- _DIRECTIVE_: How many lines in the data below contain the word "spider"? Reply with the number alone.

- _TASK MATERIAL_:
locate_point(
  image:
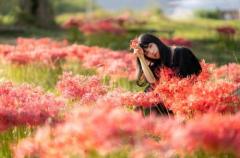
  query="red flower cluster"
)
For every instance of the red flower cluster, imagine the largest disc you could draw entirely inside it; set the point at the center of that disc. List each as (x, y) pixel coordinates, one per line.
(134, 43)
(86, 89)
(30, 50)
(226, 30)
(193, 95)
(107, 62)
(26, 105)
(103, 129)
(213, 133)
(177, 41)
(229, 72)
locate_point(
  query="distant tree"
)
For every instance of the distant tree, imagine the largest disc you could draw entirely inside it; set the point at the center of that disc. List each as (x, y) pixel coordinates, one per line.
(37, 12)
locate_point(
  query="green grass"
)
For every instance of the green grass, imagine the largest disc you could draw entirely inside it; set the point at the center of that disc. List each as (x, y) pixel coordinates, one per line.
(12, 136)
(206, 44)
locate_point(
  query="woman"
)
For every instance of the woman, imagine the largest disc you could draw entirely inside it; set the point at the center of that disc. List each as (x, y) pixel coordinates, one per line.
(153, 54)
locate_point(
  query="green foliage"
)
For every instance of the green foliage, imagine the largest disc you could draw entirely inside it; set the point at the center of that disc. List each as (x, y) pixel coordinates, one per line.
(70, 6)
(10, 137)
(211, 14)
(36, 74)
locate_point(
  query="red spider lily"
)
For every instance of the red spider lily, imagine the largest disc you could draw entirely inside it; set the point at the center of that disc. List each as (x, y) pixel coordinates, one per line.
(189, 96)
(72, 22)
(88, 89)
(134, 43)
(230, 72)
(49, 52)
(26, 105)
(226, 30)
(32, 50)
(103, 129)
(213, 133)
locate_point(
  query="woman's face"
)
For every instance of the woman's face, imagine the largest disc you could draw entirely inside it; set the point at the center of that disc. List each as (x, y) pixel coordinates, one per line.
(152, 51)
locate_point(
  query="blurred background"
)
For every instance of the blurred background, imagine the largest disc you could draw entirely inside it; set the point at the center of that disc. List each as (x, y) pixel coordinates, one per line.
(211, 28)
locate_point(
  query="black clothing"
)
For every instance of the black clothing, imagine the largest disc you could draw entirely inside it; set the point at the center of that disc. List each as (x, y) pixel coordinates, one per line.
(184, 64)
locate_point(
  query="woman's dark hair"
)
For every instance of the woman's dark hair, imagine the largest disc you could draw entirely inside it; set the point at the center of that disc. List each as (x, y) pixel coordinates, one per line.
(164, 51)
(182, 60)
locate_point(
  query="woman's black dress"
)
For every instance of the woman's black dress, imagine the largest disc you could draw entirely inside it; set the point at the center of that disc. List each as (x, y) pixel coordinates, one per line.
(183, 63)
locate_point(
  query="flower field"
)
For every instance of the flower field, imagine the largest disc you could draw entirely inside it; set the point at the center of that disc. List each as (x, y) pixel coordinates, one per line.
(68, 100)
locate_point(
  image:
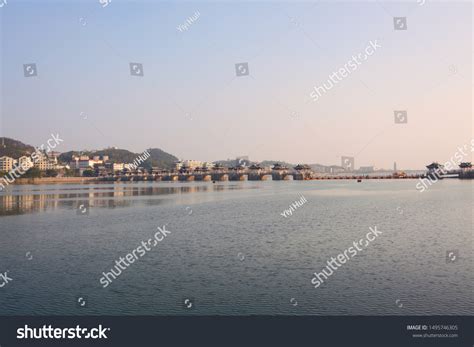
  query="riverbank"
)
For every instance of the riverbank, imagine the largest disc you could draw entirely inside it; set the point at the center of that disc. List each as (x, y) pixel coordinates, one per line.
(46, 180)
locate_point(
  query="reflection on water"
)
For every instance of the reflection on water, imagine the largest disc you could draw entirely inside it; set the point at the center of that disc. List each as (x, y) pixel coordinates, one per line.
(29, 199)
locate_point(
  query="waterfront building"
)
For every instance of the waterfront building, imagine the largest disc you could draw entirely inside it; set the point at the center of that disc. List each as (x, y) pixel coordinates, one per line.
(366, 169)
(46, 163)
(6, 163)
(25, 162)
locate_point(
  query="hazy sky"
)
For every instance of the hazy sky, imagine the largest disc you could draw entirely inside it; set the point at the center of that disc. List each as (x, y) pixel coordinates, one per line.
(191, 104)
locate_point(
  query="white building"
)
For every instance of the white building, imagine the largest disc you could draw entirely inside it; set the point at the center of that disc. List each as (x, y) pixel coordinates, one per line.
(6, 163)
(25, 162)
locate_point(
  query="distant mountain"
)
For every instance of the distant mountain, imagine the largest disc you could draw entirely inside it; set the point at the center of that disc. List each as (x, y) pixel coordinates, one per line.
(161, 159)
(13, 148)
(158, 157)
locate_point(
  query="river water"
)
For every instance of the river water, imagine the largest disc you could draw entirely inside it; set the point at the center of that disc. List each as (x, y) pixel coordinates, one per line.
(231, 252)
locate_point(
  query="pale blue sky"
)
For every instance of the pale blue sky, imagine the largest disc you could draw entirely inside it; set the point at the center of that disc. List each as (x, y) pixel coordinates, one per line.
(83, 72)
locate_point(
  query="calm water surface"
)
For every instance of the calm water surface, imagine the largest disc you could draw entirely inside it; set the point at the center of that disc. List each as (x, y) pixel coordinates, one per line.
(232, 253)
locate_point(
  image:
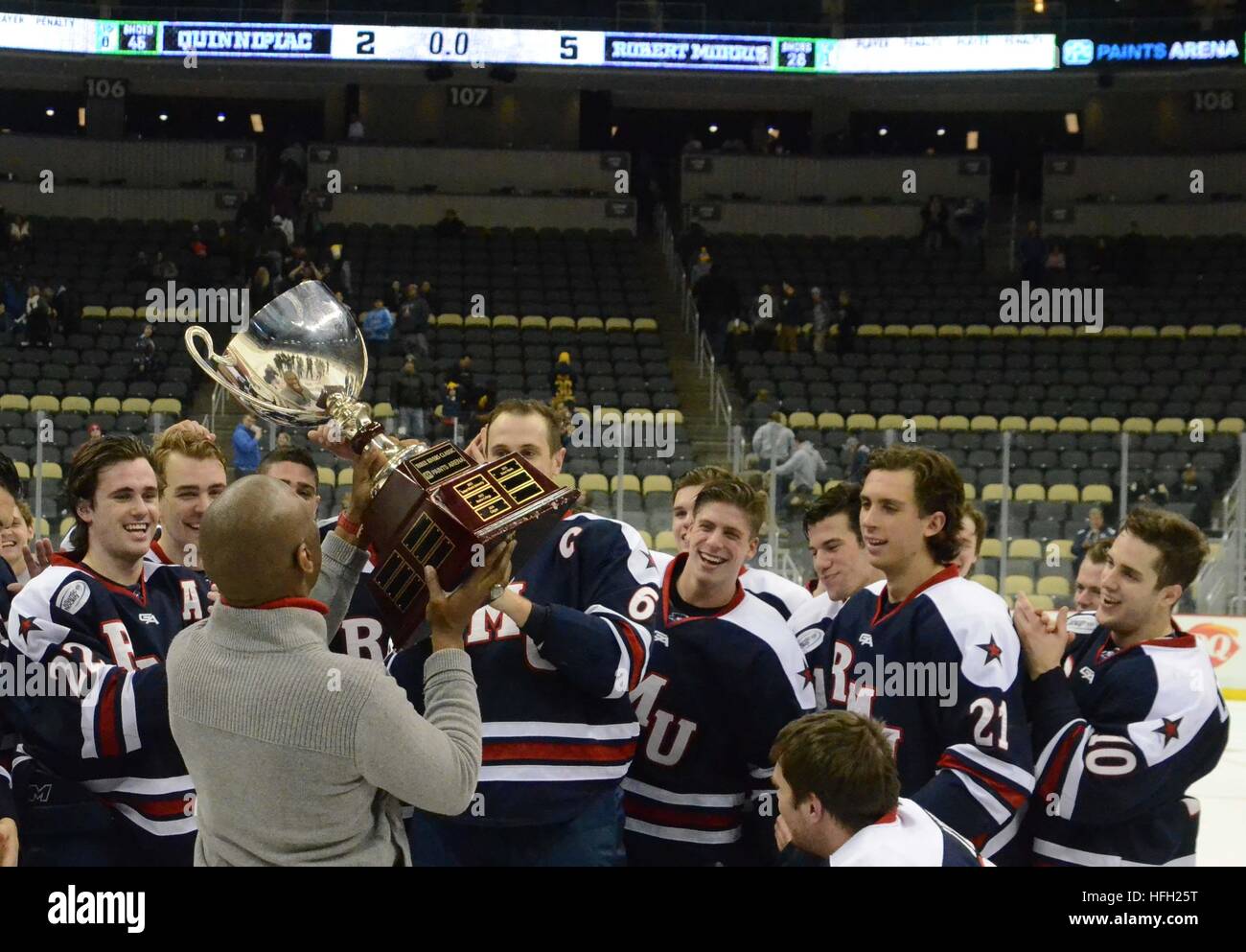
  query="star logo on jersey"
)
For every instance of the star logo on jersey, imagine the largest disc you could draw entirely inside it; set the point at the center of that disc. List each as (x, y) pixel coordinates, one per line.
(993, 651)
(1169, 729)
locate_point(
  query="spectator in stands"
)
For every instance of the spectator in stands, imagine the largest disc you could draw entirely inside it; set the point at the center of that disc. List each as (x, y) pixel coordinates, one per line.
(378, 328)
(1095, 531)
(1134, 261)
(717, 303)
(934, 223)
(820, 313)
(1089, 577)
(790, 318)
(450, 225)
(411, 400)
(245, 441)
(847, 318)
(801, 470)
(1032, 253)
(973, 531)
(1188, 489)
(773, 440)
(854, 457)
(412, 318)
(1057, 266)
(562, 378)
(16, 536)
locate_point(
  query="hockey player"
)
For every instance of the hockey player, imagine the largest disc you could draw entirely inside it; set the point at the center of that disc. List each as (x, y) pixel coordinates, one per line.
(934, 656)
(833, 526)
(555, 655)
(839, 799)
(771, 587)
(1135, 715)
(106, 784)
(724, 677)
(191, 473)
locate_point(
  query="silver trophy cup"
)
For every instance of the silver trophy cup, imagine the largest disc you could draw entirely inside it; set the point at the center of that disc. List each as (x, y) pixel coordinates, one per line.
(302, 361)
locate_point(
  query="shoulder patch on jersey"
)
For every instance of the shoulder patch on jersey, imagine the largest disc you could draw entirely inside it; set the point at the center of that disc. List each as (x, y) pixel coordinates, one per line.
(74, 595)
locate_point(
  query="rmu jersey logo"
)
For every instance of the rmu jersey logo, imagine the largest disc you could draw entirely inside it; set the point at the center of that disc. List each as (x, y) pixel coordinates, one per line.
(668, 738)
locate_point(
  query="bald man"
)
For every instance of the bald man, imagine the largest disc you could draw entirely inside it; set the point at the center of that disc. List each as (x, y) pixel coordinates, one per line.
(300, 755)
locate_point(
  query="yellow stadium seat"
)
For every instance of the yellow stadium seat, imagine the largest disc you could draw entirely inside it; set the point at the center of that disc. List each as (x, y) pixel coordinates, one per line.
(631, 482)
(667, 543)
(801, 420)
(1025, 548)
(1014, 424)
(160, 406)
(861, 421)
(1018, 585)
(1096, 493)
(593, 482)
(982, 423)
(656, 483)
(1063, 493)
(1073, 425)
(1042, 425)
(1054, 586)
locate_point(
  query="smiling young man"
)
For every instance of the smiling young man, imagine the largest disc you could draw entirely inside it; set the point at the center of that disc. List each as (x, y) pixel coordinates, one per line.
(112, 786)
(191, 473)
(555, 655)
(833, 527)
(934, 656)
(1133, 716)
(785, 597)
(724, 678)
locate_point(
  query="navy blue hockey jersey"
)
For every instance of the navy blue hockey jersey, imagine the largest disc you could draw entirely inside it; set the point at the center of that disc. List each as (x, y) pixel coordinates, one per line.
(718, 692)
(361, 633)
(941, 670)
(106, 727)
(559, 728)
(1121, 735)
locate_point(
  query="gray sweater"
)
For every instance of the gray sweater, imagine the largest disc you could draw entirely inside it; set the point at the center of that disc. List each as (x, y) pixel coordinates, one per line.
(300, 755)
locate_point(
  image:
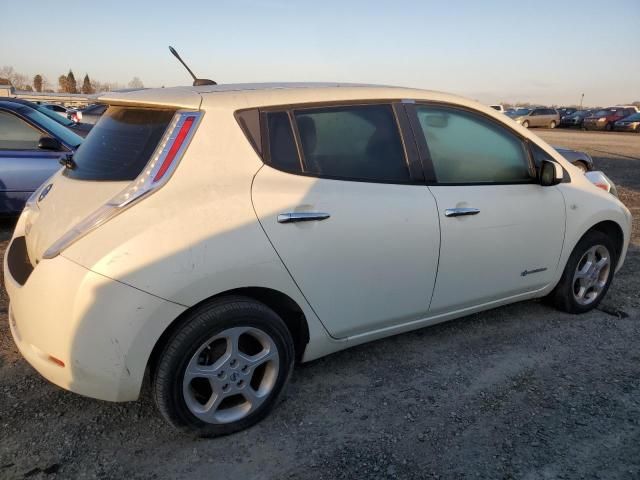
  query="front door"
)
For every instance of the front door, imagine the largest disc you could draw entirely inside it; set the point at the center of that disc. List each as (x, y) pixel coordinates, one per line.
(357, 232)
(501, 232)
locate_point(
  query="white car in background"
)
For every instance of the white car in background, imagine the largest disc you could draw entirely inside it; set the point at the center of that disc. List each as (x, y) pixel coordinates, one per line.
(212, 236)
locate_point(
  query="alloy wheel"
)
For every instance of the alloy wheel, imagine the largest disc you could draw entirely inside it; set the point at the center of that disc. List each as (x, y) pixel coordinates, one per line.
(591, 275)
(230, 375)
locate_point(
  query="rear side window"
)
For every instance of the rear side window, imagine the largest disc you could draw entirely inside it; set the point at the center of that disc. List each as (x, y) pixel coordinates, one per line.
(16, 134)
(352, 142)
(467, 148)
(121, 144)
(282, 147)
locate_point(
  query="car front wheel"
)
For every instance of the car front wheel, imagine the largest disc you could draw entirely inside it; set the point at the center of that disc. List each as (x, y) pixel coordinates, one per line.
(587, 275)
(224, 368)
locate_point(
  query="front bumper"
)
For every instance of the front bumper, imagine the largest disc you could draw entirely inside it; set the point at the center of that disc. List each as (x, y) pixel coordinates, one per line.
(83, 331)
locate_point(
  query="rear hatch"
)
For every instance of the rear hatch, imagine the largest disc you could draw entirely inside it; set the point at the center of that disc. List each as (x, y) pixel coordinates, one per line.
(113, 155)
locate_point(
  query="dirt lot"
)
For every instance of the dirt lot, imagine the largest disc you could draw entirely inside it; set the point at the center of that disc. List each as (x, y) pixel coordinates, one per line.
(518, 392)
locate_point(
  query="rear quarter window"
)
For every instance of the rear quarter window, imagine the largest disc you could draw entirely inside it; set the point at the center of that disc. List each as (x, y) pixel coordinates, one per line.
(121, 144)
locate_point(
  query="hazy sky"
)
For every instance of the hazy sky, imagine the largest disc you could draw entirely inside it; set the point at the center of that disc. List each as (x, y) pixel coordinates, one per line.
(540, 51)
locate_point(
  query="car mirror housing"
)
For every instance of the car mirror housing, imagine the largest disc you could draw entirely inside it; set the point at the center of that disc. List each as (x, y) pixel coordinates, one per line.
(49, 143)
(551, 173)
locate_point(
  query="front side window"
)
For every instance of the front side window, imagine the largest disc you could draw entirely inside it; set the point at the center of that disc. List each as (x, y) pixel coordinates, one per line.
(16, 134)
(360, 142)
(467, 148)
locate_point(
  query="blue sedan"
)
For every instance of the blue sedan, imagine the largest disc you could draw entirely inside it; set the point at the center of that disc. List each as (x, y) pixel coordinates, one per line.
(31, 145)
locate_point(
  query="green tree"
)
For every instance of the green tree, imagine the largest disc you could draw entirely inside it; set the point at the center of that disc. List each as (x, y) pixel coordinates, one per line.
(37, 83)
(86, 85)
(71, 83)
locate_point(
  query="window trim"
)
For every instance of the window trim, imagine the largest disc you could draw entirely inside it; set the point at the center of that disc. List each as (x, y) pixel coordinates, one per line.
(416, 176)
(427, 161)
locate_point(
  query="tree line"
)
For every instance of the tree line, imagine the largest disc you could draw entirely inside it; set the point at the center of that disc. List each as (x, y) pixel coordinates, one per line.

- _THE REPLY_: 2